- **AIM OF THE EXERCISE**:
Rewrite the records below as a numbered list, from the start through the line containing "top-left (340, 209), bottom-right (406, 274)", skipping blank lines and leaving out the pictures.

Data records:
----

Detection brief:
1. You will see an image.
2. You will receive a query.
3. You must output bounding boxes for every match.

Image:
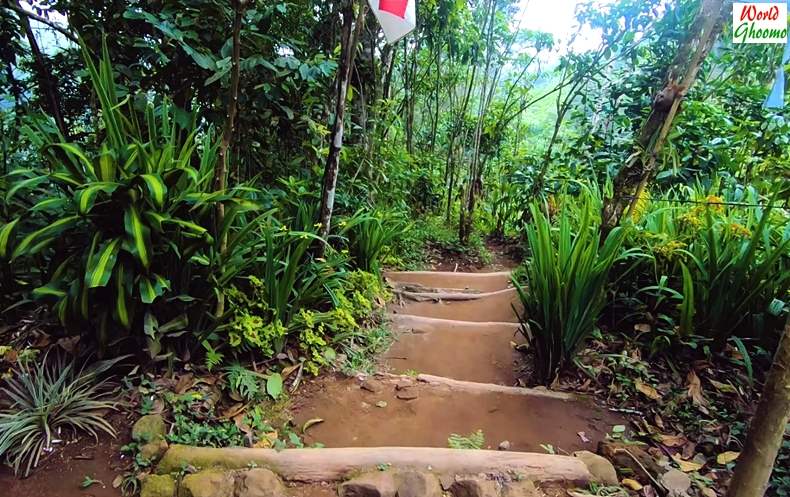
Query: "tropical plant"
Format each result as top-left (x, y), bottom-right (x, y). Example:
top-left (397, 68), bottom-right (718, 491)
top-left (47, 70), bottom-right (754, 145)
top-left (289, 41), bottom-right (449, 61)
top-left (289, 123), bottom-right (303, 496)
top-left (514, 189), bottom-right (626, 384)
top-left (0, 355), bottom-right (122, 476)
top-left (0, 40), bottom-right (258, 357)
top-left (340, 209), bottom-right (406, 274)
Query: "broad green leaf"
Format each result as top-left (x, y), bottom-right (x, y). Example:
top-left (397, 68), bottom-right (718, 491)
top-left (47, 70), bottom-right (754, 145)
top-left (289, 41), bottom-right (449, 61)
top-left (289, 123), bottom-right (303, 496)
top-left (74, 183), bottom-right (121, 215)
top-left (5, 174), bottom-right (49, 202)
top-left (85, 238), bottom-right (121, 288)
top-left (32, 283), bottom-right (66, 299)
top-left (11, 216), bottom-right (80, 259)
top-left (124, 206), bottom-right (151, 269)
top-left (140, 174), bottom-right (167, 209)
top-left (266, 373), bottom-right (283, 400)
top-left (0, 218), bottom-right (20, 259)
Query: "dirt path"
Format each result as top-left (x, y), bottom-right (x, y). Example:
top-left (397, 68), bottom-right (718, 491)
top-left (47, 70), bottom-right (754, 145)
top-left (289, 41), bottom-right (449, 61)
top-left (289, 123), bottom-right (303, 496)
top-left (295, 272), bottom-right (621, 453)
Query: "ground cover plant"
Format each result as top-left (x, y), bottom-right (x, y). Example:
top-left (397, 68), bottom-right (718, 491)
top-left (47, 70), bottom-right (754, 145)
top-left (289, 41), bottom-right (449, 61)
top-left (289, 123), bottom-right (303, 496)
top-left (0, 0), bottom-right (790, 497)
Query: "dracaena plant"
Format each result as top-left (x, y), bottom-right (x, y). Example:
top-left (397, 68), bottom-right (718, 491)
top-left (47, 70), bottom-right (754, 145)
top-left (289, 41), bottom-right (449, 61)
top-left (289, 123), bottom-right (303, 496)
top-left (0, 40), bottom-right (257, 356)
top-left (513, 189), bottom-right (627, 384)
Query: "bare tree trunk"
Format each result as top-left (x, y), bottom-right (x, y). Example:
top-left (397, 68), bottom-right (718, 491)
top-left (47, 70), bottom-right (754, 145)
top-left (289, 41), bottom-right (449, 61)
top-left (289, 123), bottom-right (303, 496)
top-left (727, 318), bottom-right (790, 497)
top-left (601, 0), bottom-right (731, 232)
top-left (317, 0), bottom-right (367, 250)
top-left (14, 0), bottom-right (69, 138)
top-left (214, 0), bottom-right (247, 317)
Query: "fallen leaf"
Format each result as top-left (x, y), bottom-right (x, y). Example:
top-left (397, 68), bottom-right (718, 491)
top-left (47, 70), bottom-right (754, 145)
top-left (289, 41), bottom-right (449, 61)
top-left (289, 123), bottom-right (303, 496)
top-left (112, 475), bottom-right (123, 488)
top-left (634, 380), bottom-right (661, 400)
top-left (620, 478), bottom-right (643, 492)
top-left (302, 418), bottom-right (324, 433)
top-left (659, 435), bottom-right (688, 447)
top-left (672, 454), bottom-right (704, 473)
top-left (709, 380), bottom-right (738, 393)
top-left (686, 369), bottom-right (708, 407)
top-left (716, 450), bottom-right (741, 466)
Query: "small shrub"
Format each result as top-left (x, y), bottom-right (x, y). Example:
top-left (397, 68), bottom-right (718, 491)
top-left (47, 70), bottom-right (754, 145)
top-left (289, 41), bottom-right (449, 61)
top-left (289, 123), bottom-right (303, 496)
top-left (0, 356), bottom-right (118, 476)
top-left (514, 191), bottom-right (625, 384)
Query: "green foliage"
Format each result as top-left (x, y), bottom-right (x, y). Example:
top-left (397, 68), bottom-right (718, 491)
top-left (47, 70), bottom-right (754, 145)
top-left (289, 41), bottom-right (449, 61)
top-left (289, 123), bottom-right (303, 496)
top-left (515, 190), bottom-right (626, 384)
top-left (0, 356), bottom-right (119, 476)
top-left (447, 430), bottom-right (486, 450)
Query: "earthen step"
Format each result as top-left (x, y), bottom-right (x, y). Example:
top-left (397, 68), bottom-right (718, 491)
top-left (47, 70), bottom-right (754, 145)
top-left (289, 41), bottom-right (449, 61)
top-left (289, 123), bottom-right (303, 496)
top-left (292, 375), bottom-right (622, 452)
top-left (384, 271), bottom-right (511, 292)
top-left (389, 288), bottom-right (523, 323)
top-left (383, 314), bottom-right (525, 385)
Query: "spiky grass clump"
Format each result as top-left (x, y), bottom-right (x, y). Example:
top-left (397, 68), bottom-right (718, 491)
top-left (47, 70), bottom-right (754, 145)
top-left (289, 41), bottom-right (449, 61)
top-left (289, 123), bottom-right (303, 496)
top-left (0, 356), bottom-right (119, 477)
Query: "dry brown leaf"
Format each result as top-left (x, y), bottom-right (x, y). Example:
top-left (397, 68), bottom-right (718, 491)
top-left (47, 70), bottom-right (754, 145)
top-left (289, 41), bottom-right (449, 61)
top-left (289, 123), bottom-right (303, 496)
top-left (634, 380), bottom-right (661, 400)
top-left (686, 369), bottom-right (708, 407)
top-left (716, 450), bottom-right (741, 466)
top-left (709, 380), bottom-right (738, 393)
top-left (659, 435), bottom-right (688, 447)
top-left (672, 454), bottom-right (704, 473)
top-left (620, 478), bottom-right (643, 492)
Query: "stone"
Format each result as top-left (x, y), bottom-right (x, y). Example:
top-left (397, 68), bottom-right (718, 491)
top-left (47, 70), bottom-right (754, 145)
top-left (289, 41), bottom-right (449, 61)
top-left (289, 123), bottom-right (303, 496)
top-left (395, 471), bottom-right (443, 497)
top-left (337, 471), bottom-right (398, 497)
top-left (395, 380), bottom-right (413, 390)
top-left (450, 478), bottom-right (499, 497)
top-left (395, 388), bottom-right (420, 400)
top-left (234, 468), bottom-right (288, 497)
top-left (140, 439), bottom-right (168, 462)
top-left (573, 450), bottom-right (620, 486)
top-left (658, 469), bottom-right (691, 497)
top-left (359, 378), bottom-right (384, 393)
top-left (598, 442), bottom-right (664, 481)
top-left (178, 469), bottom-right (235, 497)
top-left (502, 481), bottom-right (545, 497)
top-left (132, 414), bottom-right (167, 443)
top-left (140, 475), bottom-right (176, 497)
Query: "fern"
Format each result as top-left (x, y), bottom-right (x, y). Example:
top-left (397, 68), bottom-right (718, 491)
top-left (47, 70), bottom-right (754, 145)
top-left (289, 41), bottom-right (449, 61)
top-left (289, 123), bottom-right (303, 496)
top-left (225, 362), bottom-right (262, 401)
top-left (447, 430), bottom-right (486, 449)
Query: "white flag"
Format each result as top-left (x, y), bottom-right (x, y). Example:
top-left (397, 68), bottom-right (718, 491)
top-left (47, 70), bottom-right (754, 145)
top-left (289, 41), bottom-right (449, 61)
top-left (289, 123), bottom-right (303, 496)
top-left (368, 0), bottom-right (417, 43)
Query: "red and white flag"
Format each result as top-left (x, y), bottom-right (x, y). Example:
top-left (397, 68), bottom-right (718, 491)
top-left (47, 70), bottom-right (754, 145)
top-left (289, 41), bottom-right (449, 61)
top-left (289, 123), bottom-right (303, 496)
top-left (368, 0), bottom-right (417, 43)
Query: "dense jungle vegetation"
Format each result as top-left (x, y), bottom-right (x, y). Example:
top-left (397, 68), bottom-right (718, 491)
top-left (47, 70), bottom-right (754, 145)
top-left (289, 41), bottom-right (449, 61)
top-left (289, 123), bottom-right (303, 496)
top-left (0, 0), bottom-right (790, 496)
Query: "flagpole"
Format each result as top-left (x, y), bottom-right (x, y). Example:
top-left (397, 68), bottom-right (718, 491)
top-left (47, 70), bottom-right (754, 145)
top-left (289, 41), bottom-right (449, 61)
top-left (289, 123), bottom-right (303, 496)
top-left (318, 0), bottom-right (367, 252)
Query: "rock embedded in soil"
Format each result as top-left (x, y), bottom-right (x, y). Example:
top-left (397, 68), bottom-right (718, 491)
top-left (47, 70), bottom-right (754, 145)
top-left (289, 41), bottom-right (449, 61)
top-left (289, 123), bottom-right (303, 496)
top-left (235, 468), bottom-right (287, 497)
top-left (140, 439), bottom-right (168, 462)
top-left (598, 442), bottom-right (664, 481)
top-left (450, 478), bottom-right (499, 497)
top-left (337, 471), bottom-right (398, 497)
top-left (178, 470), bottom-right (235, 497)
top-left (140, 475), bottom-right (176, 497)
top-left (573, 450), bottom-right (619, 485)
top-left (132, 414), bottom-right (167, 443)
top-left (396, 471), bottom-right (442, 497)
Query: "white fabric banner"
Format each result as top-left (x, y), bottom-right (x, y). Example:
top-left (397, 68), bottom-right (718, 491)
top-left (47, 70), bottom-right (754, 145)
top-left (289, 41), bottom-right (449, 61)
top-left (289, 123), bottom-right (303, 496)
top-left (368, 0), bottom-right (417, 43)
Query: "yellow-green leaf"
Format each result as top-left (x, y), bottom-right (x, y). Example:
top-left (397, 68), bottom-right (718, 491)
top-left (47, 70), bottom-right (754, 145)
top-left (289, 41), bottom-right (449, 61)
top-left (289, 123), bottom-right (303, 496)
top-left (124, 206), bottom-right (151, 268)
top-left (85, 238), bottom-right (121, 288)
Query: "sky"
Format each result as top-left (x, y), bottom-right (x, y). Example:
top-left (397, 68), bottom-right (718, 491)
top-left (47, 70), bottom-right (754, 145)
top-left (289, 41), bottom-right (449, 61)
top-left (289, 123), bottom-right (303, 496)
top-left (519, 0), bottom-right (611, 53)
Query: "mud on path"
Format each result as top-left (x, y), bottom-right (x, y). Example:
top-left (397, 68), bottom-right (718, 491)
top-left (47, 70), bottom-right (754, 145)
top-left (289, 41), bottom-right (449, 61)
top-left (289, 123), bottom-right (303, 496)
top-left (293, 272), bottom-right (622, 453)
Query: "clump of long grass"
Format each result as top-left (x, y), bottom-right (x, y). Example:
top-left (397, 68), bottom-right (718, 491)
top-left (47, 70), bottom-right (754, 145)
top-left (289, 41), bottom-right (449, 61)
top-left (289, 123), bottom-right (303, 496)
top-left (0, 355), bottom-right (120, 477)
top-left (514, 189), bottom-right (625, 384)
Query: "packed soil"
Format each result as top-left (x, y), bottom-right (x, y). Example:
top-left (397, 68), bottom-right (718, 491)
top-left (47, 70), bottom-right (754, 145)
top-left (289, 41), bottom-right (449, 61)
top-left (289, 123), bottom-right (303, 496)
top-left (0, 423), bottom-right (128, 497)
top-left (293, 377), bottom-right (621, 453)
top-left (383, 316), bottom-right (525, 386)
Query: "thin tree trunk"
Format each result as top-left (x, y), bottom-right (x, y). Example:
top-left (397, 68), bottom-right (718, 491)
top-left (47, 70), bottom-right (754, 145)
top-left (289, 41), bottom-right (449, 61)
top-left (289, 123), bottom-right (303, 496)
top-left (214, 0), bottom-right (247, 317)
top-left (14, 0), bottom-right (69, 138)
top-left (727, 319), bottom-right (790, 497)
top-left (601, 0), bottom-right (731, 233)
top-left (317, 0), bottom-right (367, 252)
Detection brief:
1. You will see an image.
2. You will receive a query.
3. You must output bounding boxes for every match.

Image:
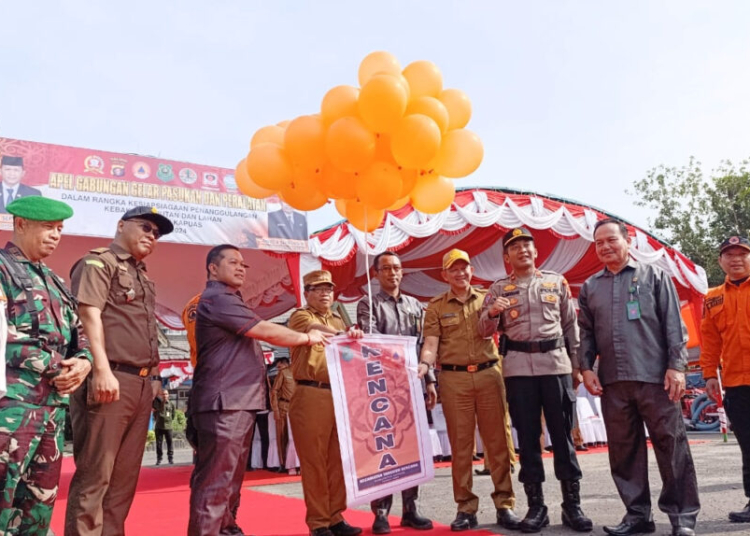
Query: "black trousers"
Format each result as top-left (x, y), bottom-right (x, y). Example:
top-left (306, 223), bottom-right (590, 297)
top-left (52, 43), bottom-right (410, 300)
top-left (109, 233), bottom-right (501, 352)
top-left (505, 374), bottom-right (581, 484)
top-left (724, 385), bottom-right (750, 498)
top-left (247, 413), bottom-right (271, 471)
top-left (370, 486), bottom-right (419, 516)
top-left (602, 382), bottom-right (700, 528)
top-left (154, 428), bottom-right (174, 462)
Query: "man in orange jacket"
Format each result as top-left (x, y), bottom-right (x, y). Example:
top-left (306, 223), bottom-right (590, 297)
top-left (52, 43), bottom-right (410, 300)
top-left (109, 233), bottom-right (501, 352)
top-left (700, 236), bottom-right (750, 523)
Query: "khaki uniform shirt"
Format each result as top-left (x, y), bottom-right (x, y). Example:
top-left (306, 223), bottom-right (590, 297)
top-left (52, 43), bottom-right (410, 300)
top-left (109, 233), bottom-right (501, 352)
top-left (70, 244), bottom-right (159, 367)
top-left (289, 305), bottom-right (346, 383)
top-left (424, 287), bottom-right (500, 366)
top-left (479, 270), bottom-right (579, 378)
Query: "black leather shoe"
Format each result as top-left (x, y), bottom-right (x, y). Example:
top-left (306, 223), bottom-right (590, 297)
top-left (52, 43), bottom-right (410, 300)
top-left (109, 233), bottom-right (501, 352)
top-left (451, 512), bottom-right (478, 532)
top-left (372, 514), bottom-right (391, 534)
top-left (497, 508), bottom-right (521, 530)
top-left (401, 510), bottom-right (432, 530)
top-left (729, 502), bottom-right (750, 523)
top-left (328, 521), bottom-right (362, 536)
top-left (602, 519), bottom-right (656, 536)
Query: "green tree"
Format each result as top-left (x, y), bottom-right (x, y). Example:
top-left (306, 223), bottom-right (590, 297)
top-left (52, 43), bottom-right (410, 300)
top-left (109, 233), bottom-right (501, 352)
top-left (628, 157), bottom-right (750, 286)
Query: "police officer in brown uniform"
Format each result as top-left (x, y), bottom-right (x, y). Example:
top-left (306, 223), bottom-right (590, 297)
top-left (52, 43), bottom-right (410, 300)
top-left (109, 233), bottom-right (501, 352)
top-left (419, 249), bottom-right (521, 531)
top-left (289, 270), bottom-right (362, 536)
top-left (65, 206), bottom-right (173, 536)
top-left (479, 228), bottom-right (593, 532)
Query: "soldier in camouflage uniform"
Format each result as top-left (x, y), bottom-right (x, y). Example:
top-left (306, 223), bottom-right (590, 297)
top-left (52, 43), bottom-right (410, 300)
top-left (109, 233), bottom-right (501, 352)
top-left (0, 197), bottom-right (91, 535)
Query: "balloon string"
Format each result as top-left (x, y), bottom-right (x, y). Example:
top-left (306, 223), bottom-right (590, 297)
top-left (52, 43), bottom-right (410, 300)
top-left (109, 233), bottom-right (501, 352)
top-left (365, 210), bottom-right (372, 335)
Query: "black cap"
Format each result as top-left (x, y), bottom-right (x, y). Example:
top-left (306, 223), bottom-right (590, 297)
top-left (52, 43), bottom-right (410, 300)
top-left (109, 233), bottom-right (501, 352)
top-left (0, 155), bottom-right (23, 167)
top-left (120, 207), bottom-right (174, 236)
top-left (719, 236), bottom-right (750, 255)
top-left (503, 227), bottom-right (534, 248)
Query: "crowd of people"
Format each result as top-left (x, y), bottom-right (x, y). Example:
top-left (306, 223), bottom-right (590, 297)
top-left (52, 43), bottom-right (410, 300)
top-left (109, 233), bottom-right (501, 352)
top-left (0, 196), bottom-right (750, 536)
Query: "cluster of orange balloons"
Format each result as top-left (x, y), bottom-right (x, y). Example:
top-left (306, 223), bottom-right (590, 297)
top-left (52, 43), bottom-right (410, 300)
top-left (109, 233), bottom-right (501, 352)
top-left (235, 51), bottom-right (484, 232)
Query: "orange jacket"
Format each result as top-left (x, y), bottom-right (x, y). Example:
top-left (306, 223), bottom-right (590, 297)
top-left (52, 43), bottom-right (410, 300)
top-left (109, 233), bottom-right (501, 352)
top-left (700, 279), bottom-right (750, 387)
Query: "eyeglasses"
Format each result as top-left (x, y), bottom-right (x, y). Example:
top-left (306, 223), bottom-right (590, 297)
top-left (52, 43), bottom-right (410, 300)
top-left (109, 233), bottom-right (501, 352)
top-left (307, 287), bottom-right (333, 294)
top-left (130, 220), bottom-right (161, 240)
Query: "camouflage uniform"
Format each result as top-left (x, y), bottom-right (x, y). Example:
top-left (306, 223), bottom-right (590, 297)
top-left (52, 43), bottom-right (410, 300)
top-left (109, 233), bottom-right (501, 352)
top-left (0, 243), bottom-right (92, 535)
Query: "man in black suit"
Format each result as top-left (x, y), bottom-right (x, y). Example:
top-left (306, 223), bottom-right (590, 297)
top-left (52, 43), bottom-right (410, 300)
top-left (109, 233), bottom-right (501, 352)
top-left (0, 156), bottom-right (42, 214)
top-left (268, 201), bottom-right (307, 240)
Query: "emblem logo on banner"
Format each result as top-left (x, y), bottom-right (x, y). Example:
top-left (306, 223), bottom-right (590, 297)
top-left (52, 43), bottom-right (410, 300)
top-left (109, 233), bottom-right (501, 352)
top-left (326, 335), bottom-right (435, 506)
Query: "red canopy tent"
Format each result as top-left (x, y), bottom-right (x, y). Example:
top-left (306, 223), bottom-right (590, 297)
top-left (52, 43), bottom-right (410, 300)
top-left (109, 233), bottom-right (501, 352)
top-left (301, 188), bottom-right (708, 348)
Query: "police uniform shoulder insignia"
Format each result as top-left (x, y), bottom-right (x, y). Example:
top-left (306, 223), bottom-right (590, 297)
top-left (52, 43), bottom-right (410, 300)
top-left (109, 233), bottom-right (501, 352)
top-left (706, 294), bottom-right (724, 310)
top-left (86, 259), bottom-right (104, 268)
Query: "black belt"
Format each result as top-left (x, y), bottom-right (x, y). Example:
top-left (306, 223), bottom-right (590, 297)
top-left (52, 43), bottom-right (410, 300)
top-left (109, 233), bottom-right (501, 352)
top-left (297, 380), bottom-right (331, 389)
top-left (508, 337), bottom-right (565, 354)
top-left (440, 359), bottom-right (497, 372)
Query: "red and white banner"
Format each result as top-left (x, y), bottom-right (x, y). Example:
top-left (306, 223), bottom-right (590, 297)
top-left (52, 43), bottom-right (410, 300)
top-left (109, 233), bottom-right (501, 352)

----

- **OUTPUT FOR THIS EXERCISE**:
1. Detection brief:
2. 1. You will see an image.
3. 2. You will receive a query.
4. 3. You must output bounding boxes for every match.
5. Image:
6. Query: "tropical plant"
7. Format each result as top-left (x, y), bottom-right (x, y). Example:
8. top-left (397, 68), bottom-right (718, 491)
9. top-left (47, 70), bottom-right (754, 145)
10. top-left (289, 41), bottom-right (449, 61)
11. top-left (289, 123), bottom-right (303, 496)
12. top-left (514, 189), bottom-right (626, 384)
13. top-left (0, 355), bottom-right (122, 476)
14. top-left (0, 40), bottom-right (258, 357)
15. top-left (340, 209), bottom-right (406, 274)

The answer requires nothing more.